• Problem statement: List every line in the listing below that contains the string "bird", copying each such line in full.

• Given data:
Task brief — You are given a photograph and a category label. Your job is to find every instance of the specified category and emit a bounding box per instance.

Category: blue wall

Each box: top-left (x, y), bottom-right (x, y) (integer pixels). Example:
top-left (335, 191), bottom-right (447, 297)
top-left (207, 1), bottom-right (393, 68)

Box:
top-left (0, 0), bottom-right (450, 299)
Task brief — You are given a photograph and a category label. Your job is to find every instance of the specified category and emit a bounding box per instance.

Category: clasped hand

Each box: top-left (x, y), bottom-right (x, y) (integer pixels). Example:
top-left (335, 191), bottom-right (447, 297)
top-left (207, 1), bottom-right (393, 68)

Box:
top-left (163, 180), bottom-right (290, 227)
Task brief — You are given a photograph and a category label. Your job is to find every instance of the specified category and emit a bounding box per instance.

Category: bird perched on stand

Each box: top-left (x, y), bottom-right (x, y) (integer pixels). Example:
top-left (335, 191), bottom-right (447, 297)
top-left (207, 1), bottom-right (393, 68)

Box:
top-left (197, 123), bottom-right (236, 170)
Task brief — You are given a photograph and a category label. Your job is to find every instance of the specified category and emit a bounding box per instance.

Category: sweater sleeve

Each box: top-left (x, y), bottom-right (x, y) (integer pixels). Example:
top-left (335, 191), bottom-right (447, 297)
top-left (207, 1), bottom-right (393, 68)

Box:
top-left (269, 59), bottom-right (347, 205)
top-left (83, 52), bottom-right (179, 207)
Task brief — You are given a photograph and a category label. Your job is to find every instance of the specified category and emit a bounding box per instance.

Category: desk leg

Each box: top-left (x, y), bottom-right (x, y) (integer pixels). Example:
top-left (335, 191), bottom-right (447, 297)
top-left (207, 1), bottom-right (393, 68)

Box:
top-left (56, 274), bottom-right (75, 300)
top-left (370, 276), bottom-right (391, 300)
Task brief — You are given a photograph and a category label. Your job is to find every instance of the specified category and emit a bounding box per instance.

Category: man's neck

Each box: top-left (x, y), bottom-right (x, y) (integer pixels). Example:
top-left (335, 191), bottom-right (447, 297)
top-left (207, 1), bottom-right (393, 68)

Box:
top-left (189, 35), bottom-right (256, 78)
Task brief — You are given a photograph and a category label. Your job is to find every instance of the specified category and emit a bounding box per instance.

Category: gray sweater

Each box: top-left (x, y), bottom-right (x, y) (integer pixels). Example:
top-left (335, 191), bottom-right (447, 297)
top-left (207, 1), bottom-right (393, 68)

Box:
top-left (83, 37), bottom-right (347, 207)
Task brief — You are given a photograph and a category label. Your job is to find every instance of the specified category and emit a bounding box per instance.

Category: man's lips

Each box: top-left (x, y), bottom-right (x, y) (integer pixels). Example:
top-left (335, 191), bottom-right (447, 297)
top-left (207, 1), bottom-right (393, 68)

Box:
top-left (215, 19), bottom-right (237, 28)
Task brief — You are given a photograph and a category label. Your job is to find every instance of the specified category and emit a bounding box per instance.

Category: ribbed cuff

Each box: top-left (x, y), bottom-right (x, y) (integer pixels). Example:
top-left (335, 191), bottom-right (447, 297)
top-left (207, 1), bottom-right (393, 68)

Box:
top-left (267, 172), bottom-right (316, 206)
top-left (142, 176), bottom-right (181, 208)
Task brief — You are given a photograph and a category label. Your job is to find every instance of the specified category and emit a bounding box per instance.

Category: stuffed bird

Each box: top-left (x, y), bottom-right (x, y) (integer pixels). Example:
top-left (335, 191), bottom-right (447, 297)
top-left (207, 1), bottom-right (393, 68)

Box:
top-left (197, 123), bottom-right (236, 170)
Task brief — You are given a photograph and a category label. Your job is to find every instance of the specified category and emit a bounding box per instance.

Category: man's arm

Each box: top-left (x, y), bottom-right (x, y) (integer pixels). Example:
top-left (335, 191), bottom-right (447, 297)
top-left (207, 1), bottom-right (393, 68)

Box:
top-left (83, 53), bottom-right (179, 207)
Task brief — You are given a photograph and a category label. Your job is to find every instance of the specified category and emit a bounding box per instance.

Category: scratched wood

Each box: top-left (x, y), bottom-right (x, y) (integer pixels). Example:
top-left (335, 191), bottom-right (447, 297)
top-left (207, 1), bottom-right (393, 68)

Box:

• Reply:
Category: bird perched on stand
Category: stuffed bird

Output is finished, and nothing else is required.